Stated problem a:
For each statement (i)–(iii) about the corporate governance excerpt, state yes or no according to whether it agrees with the excerpt, and quote the words of the excerpt that decide it.
(i) The Board of Directors is chaired by the President.
(ii) The executive officer system separates managerial decision-making from business execution.
(iii) The Board of Directors supervises business execution partly through regular reports from the executing body.

Extract provided:

▬▬▬▬▬▬

Corporate Governance

Basic Concept

We strive to improve our corporate value over the medium to long term based on the “Sojitz Group Statement” (“The Sojitz Group creates value and prosperity by connecting the world with a spirit of integrity”). In order to materialize this, based on our belief that the enhancement of our corporate governance is an important issue of management, we have built the following corporate governance structure in our effort to establish a highly sound, transparent and effective management structure, while also working toward the fulfillment of our management responsibilities and accountability to our shareholders and other stakeholders.

Management and Business Execution System

We employ an executive officer system for the purpose of, clarifying authority and responsibilities, and ensuring a smooth and swift execution of business through the separation of managerial decision-making from business execution.

The Board of Directors, chaired by the Chairman of the Board, is the highest decision-making body reviewing and resolving fundamental policies and most important cases concerning the management of the Group The Board of Directors also supervises business execution through proposals of important matters and regular reports from the executing body.

▬▬▬▬▬▬

Stated problem b:
Rewrite every one of the records below with "instance" replaced by "occurrence", leaving everything else unchanged. Omit the pictures from your answer.

▬▬▬▬▬▬

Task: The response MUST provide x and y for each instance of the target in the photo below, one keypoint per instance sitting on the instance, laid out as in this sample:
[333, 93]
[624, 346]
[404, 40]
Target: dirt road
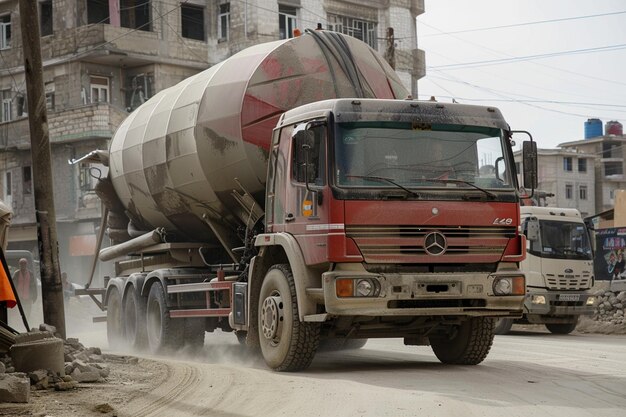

▬▬▬▬▬▬

Task output a:
(i) No: "chaired by the Chairman of the Board"
(ii) Yes: "through the separation of managerial decision-making from business execution"
(iii) Yes: "regular reports from the executing body"

Task output b:
Task: The response MUST provide x and y for each occurrence of the target in the photo below, one keypoint per occurrence sitting on the occurrence, laid out as in this sample:
[333, 93]
[624, 346]
[404, 40]
Target: dirt road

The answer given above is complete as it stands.